[Entries from a dataset]
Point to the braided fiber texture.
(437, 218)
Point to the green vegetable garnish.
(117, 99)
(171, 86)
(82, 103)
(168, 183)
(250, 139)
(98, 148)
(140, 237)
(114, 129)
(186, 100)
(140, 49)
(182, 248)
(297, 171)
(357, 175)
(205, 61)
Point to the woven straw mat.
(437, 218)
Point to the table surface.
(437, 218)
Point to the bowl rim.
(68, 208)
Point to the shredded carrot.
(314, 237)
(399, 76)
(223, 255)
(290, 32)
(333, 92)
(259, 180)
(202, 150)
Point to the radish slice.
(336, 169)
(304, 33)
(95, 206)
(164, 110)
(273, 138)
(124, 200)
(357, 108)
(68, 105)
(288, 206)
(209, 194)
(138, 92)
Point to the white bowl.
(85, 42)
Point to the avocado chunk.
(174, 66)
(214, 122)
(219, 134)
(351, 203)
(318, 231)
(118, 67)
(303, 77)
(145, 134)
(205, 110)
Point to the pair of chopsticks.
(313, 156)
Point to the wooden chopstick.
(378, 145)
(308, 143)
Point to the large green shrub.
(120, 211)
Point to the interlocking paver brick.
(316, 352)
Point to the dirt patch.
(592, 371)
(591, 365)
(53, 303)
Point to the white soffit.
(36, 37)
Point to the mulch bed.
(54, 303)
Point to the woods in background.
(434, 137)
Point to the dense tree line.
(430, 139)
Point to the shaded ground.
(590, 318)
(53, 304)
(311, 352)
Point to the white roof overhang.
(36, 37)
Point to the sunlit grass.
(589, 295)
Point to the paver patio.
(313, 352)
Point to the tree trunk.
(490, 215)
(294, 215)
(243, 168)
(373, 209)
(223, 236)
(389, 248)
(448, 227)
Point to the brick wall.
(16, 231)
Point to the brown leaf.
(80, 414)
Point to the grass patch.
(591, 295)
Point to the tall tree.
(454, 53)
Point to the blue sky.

Task description → Pull every line from the listing above and reproduce each one unchanged.

Output of the exercise →
Point to the braided fiber texture.
(437, 218)
Point to the green vegetable garnish.
(117, 99)
(171, 86)
(82, 103)
(168, 183)
(250, 139)
(98, 148)
(140, 237)
(114, 129)
(186, 100)
(140, 49)
(182, 248)
(297, 171)
(357, 175)
(205, 61)
Point to the woven straw mat.
(437, 218)
Point to the table surface.
(437, 218)
Point to the bowl rim.
(68, 208)
Point to the shredded carrot.
(314, 237)
(399, 76)
(223, 255)
(290, 32)
(333, 92)
(259, 180)
(202, 150)
Point to the radish slice.
(336, 169)
(304, 33)
(95, 206)
(164, 110)
(273, 138)
(124, 200)
(357, 108)
(68, 105)
(288, 206)
(209, 194)
(138, 92)
Point to the white bowl.
(85, 42)
Point to the avocado chunk.
(174, 66)
(214, 122)
(219, 134)
(351, 203)
(318, 231)
(118, 67)
(303, 77)
(145, 134)
(205, 110)
Point to the pair of chopsticks.
(313, 156)
Point to the wooden chopstick.
(378, 145)
(308, 143)
Point to the large green shrub.
(120, 211)
Point to the interlocking paver brick.
(316, 352)
Point to the dirt patch.
(592, 371)
(591, 365)
(53, 303)
Point to the white soffit.
(36, 37)
Point to the mulch bed.
(54, 303)
Point to the woods in background.
(434, 137)
Point to the dense tree line.
(430, 139)
Point to the shaded ground.
(590, 318)
(53, 304)
(311, 352)
Point to the white roof overhang.
(36, 37)
Point to the sunlit grass.
(589, 295)
Point to the paver patio.
(313, 352)
Point to the tree trunk.
(490, 215)
(294, 215)
(243, 168)
(373, 209)
(223, 236)
(389, 248)
(448, 227)
Point to the brick wall.
(16, 231)
Point to the brown leaf.
(80, 414)
Point to the grass patch.
(591, 295)
Point to the tall tree.
(454, 53)
Point to the blue sky.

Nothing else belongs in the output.